▶ _Passage provided_
[Start of Attachment]

It’s kind of scary when you go through the supermarket and realize just how many aisles are basically completely off limits to a low carb food plan. All that sugar and starch, it’s mind boggling.

Sugar dumps into the blood stream (via carbs, especially those up on the glycemic index), and insulin levels go up.

Then it all comes down. You’re insulin spiked to manage the sugar dump; they both crashed and…

Now you’re a food zombie. This is where the mind’s surrendering of free will makes itself known. This is what makes sane people – whose weight and diet pose life threats – rise from the couch and proceed to eat again, because they did not create chemistry, via food types consumed, that satiated them.

By consuming carbs, and experiencing the sugar-insulin cycle, they have ratcheted up their hunger drive to the point that they basically are a food zombie.

All calories are not equal. Eat more protein and fat, fewer carbs and get only good carbs (veggies, nuts, beans) and you will be satiated (have self control) and not surrender free will (to be a food zombie).

Sugar drives hunger. It makes you surrender your free will (what we call ‘will power’ when it comes to eating).


Some years back when I was trying to lose weight, I went on Atkins. I lost 4 pounds (water weight) in the first three days, and then nothing, even though I followed the diet to the letter.

I called Atkins. The rep advised me to cut down on meat. “At Atkins, we say, ‘Don’t count calories, but calories do count.’” The book had said, “Eat to your heart’s content” of the approved foods.

YMMV, but it was not a sustainable diet for me.

That is wrong. Since you’re linking to other info, you can read this:

Jason Fung is a quack.

FWIW, I’ve lost 55 pounds (so far) on a low-carb diet (plus exercise).

I did provide a tl;dr version in addition to linking to other info instead of saying “wrong, read these 4 pages”. Would you have the same courtesy?

No, you didn’t. You linked to a 36 minute video and said shorter version are on YouTube.

[End of Attachment]

▶ _Dataset entries_
[Start of Attachment]

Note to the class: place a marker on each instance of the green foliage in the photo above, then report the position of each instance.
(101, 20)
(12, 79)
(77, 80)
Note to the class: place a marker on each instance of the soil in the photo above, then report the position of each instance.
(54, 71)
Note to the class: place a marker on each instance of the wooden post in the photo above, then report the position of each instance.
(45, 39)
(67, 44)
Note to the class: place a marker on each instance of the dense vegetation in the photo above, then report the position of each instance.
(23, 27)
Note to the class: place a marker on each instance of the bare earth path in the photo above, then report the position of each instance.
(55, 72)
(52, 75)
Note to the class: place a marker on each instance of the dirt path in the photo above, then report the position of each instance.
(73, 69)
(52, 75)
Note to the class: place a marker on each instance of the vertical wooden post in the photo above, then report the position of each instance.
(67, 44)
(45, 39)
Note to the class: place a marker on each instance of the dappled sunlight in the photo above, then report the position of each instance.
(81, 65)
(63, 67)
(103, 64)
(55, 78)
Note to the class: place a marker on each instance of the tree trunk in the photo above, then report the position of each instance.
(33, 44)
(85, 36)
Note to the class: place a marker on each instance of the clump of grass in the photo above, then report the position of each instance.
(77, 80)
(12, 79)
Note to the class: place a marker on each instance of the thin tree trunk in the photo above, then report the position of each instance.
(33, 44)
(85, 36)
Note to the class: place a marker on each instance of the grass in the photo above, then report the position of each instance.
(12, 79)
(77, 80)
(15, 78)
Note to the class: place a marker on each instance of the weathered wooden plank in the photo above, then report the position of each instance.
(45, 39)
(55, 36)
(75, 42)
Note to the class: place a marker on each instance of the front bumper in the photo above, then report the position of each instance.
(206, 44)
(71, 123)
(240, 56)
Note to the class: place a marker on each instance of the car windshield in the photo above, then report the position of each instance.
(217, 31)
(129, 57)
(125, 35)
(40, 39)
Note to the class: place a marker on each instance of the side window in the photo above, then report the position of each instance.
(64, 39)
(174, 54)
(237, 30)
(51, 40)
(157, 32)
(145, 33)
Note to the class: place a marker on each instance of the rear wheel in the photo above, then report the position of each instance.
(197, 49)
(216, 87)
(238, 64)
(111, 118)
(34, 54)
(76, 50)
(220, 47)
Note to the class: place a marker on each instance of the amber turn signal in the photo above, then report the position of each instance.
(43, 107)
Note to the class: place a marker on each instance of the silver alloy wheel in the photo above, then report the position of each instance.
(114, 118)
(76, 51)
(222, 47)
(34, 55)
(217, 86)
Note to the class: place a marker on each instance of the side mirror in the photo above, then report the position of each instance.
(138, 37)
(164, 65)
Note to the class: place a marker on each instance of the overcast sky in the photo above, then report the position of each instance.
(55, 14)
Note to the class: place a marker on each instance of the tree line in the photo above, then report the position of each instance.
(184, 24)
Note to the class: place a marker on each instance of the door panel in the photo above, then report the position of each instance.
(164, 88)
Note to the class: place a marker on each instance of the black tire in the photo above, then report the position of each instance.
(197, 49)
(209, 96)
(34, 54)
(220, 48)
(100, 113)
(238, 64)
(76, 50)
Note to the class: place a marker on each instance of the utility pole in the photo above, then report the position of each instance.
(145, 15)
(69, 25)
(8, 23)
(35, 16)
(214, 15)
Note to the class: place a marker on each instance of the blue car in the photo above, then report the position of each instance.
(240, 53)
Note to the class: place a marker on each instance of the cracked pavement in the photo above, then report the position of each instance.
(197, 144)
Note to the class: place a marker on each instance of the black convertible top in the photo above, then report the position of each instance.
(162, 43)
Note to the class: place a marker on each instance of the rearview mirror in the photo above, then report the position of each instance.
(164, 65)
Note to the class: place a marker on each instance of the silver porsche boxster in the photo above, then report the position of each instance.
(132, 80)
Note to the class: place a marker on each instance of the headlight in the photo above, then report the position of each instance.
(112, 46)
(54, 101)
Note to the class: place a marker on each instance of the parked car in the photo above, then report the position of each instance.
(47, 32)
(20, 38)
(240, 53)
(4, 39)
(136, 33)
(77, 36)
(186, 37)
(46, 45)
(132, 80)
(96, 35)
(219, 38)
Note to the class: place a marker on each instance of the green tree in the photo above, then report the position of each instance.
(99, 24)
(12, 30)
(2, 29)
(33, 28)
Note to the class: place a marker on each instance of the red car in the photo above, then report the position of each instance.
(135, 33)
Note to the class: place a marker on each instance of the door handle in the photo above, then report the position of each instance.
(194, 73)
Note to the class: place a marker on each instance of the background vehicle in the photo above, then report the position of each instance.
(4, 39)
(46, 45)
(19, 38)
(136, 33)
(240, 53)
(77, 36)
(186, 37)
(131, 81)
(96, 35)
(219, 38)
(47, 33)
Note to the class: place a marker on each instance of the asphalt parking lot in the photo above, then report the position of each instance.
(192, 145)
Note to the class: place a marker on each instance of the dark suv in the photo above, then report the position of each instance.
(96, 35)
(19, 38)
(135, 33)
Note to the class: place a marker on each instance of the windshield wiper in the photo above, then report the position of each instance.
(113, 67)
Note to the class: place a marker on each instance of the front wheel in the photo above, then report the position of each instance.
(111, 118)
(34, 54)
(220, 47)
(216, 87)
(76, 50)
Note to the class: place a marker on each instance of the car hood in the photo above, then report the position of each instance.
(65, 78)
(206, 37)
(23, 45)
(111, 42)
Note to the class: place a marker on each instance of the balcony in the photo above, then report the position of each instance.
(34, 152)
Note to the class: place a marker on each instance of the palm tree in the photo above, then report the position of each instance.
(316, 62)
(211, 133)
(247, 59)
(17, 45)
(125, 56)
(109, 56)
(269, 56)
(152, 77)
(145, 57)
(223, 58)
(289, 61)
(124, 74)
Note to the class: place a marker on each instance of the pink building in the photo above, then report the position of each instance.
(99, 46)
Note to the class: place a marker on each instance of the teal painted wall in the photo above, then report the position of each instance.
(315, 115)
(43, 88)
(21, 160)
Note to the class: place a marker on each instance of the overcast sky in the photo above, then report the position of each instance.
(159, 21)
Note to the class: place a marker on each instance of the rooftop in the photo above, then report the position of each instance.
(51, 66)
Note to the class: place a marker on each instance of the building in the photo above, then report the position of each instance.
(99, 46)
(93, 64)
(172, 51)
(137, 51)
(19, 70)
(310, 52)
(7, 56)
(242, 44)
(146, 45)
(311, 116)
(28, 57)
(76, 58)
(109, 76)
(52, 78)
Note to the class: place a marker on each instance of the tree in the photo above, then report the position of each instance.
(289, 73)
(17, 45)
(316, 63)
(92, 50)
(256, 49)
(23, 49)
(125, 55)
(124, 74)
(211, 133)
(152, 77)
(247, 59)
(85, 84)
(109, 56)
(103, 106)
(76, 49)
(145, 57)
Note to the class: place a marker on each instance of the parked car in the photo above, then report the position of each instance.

[End of Attachment]

▶ _Task to carry out_
Write down the part of the low-carb discussion starting at "I called Atkins." and ending at "the same courtesy?", word for word. You won't need the records for this.

▶ _Answer to the problem_
I called Atkins. The rep advised me to cut down on meat. “At Atkins, we say, ‘Don’t count calories, but calories do count.’” The book had said, “Eat to your heart’s content” of the approved foods.

YMMV, but it was not a sustainable diet for me.

That is wrong. Since you’re linking to other info, you can read this:

Jason Fung is a quack.

FWIW, I’ve lost 55 pounds (so far) on a low-carb diet (plus exercise).

I did provide a tl;dr version in addition to linking to other info instead of saying “wrong, read these 4 pages”. Would you have the same courtesy?